Stored items from a collection
=== Section Start ===
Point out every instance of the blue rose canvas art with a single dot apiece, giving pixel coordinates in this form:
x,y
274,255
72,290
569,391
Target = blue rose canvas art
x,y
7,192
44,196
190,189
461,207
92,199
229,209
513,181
=== Section End ===
Exercise requirements ::
So that nothing is lost, please reproduce each entry exactly as written.

Task answer ::
Point out every instance of the blue rose canvas art with a single dot apiece, giving pixel coordinates in this form:
x,y
274,255
72,290
569,391
Target = blue rose canvas art
x,y
7,192
44,196
190,189
461,207
92,199
229,209
513,181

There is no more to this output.